§ AIM OF THE EXERCISE:
Going through the records that follow, please count the lines with "below" in them and give only the count.

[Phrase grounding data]
=== Section Start ===

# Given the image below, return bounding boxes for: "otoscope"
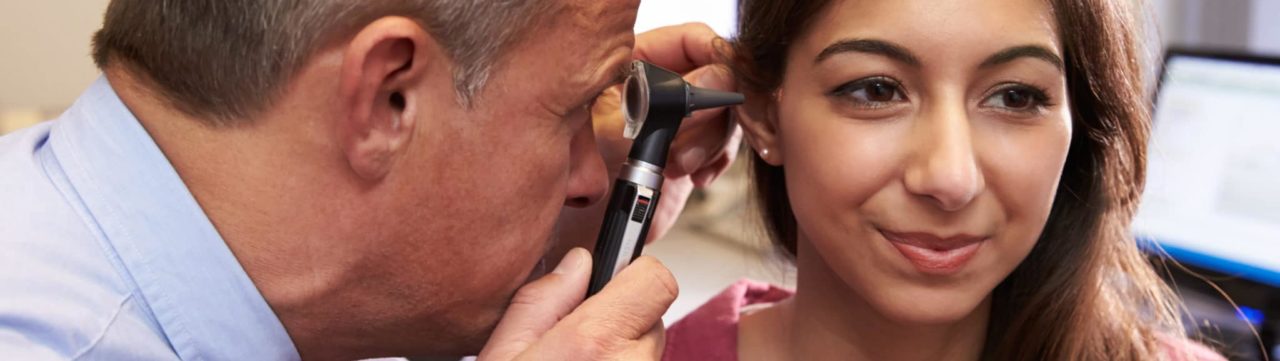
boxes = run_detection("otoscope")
[586,60,744,297]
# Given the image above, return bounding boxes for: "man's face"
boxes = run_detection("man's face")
[364,0,639,354]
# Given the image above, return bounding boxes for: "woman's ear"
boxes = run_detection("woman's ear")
[337,16,438,181]
[736,89,784,166]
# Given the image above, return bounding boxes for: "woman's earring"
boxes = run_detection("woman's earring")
[759,148,770,159]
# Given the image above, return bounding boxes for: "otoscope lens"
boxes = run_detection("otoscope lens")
[622,60,650,124]
[625,77,644,121]
[620,61,651,139]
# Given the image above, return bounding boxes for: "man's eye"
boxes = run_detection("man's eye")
[568,99,596,130]
[981,84,1050,113]
[570,107,589,126]
[831,77,907,109]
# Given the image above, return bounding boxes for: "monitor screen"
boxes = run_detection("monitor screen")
[1135,52,1280,286]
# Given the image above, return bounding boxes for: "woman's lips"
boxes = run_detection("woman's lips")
[879,229,985,275]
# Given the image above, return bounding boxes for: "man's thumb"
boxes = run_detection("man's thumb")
[477,248,592,360]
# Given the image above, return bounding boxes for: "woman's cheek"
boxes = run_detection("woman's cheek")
[976,117,1072,251]
[781,116,911,259]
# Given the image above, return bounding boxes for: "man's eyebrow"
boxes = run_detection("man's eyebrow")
[814,39,920,67]
[980,45,1064,72]
[582,61,630,106]
[584,61,629,99]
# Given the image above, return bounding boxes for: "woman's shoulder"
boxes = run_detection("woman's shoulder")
[662,279,793,361]
[1157,334,1228,361]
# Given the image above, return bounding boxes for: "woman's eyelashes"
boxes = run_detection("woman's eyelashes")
[829,76,909,111]
[980,83,1053,115]
[826,76,1055,119]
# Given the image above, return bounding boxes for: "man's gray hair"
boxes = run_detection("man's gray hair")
[92,0,555,126]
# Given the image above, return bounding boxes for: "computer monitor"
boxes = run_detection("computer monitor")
[1135,49,1280,288]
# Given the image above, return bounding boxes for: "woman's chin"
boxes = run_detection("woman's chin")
[866,286,992,326]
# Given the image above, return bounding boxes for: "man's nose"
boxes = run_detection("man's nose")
[564,122,610,208]
[903,106,985,212]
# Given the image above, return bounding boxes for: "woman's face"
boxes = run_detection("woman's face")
[753,0,1071,324]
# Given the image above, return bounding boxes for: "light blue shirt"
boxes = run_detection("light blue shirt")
[0,77,301,360]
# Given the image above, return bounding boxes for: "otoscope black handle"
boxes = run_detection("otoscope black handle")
[586,179,660,297]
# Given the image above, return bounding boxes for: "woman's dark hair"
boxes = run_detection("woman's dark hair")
[733,0,1188,359]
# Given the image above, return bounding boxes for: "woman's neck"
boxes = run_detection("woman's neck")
[739,243,990,361]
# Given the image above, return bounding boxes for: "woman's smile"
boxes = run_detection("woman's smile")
[878,229,987,275]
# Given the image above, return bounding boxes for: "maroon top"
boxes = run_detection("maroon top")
[663,279,1227,361]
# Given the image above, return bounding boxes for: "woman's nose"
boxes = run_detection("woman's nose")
[903,106,985,212]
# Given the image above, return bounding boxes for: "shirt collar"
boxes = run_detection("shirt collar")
[49,76,301,360]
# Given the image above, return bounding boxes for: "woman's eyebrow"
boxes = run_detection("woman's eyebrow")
[980,45,1064,72]
[814,39,920,67]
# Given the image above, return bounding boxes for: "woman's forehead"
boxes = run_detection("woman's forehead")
[796,0,1062,61]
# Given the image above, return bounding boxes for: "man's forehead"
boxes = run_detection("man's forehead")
[481,0,636,111]
[560,0,640,32]
[564,0,641,13]
[542,0,637,78]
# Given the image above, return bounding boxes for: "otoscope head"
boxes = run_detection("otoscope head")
[620,60,744,168]
[689,87,745,112]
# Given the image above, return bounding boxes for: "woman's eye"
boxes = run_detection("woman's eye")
[832,77,907,108]
[981,84,1049,112]
[859,81,899,102]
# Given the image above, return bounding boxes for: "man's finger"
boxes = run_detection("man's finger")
[687,63,735,93]
[620,321,667,360]
[645,175,695,245]
[634,22,724,74]
[477,248,592,360]
[555,256,678,343]
[668,65,737,176]
[691,125,742,187]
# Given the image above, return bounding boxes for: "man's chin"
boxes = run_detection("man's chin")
[452,330,495,357]
[425,311,504,357]
[523,257,549,284]
[518,230,565,286]
[428,235,558,357]
[461,283,528,356]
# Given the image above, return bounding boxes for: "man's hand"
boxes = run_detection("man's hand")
[554,23,742,265]
[598,22,742,243]
[476,248,677,360]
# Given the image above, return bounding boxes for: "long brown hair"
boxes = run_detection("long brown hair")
[732,0,1187,359]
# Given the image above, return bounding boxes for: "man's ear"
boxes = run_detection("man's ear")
[338,16,439,181]
[737,89,784,166]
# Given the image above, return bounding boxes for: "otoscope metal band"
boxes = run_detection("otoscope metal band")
[618,160,664,190]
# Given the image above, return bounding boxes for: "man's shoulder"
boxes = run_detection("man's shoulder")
[0,122,168,359]
[0,121,109,263]
[0,293,177,360]
[0,121,102,247]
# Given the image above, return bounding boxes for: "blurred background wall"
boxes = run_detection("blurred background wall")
[0,1,109,116]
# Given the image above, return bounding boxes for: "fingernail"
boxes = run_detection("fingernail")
[678,147,708,173]
[553,248,587,275]
[694,66,730,90]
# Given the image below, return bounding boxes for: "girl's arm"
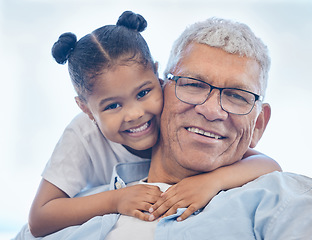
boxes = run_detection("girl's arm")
[29,179,161,237]
[148,149,281,221]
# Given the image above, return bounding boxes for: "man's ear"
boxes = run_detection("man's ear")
[75,96,94,121]
[250,103,271,148]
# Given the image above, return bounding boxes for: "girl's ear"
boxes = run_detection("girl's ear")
[154,61,159,78]
[154,61,165,87]
[75,96,94,121]
[159,78,164,86]
[250,103,271,148]
[154,61,159,73]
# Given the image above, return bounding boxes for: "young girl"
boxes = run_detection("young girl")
[28,11,281,237]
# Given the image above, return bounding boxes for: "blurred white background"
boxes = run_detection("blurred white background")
[1,0,311,238]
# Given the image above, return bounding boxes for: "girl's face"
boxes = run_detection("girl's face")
[83,63,163,151]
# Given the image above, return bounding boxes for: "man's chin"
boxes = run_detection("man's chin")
[180,157,223,173]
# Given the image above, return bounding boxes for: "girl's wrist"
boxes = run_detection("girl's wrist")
[105,189,120,214]
[206,169,227,191]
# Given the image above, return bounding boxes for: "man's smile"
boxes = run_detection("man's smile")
[186,127,225,140]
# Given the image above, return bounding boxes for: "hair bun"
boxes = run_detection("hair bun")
[116,11,147,32]
[52,32,77,64]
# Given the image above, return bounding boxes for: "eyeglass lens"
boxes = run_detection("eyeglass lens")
[175,77,256,115]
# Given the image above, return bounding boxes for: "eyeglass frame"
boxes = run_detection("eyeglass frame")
[167,73,263,115]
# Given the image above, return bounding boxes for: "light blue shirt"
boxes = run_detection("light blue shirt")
[14,160,312,239]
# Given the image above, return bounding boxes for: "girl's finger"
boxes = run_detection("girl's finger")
[177,204,198,221]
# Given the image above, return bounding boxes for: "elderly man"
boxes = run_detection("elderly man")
[16,17,312,240]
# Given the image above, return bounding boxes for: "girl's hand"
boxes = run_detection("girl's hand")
[115,184,162,221]
[148,174,220,221]
[148,152,281,222]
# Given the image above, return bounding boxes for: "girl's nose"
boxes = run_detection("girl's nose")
[124,105,144,122]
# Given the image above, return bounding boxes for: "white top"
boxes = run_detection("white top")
[42,113,147,197]
[105,180,171,240]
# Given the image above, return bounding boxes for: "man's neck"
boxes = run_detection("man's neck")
[147,141,195,184]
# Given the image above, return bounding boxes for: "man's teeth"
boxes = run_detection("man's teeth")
[187,127,222,139]
[129,122,149,133]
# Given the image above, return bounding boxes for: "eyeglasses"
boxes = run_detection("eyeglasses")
[167,74,263,115]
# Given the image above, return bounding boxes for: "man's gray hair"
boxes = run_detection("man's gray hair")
[164,17,270,96]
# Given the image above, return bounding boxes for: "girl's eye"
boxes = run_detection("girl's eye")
[104,103,121,111]
[137,89,151,99]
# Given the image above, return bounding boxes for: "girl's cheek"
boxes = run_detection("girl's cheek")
[156,91,164,114]
[154,98,164,116]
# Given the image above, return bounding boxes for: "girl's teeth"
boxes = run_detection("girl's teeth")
[187,127,222,139]
[129,122,149,133]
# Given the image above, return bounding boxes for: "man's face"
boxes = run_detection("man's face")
[160,43,265,177]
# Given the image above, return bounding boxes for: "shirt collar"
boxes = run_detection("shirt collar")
[109,160,151,190]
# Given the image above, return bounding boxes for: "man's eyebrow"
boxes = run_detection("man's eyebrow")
[180,72,209,82]
[181,72,253,91]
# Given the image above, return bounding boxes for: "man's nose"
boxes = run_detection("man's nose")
[194,89,228,121]
[124,105,144,122]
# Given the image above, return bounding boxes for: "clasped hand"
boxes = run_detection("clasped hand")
[115,174,219,222]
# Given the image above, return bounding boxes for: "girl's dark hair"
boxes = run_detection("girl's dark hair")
[51,11,155,102]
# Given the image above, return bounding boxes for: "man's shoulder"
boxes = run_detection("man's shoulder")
[210,171,312,212]
[247,171,312,195]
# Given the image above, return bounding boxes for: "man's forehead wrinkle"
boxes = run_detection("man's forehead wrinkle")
[173,48,261,93]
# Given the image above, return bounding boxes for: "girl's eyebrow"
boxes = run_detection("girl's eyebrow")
[98,96,118,108]
[137,80,153,90]
[98,80,154,107]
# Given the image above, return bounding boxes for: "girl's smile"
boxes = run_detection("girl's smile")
[123,119,152,135]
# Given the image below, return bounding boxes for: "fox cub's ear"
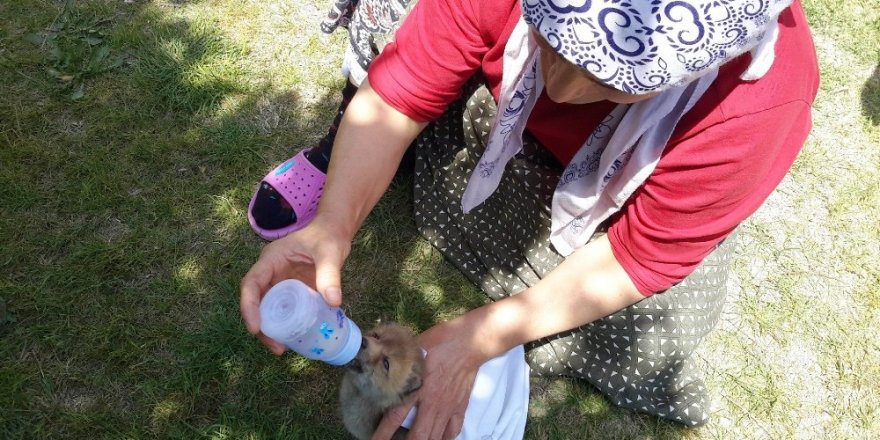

=== Section End ===

§ YOUR RESPONSE:
3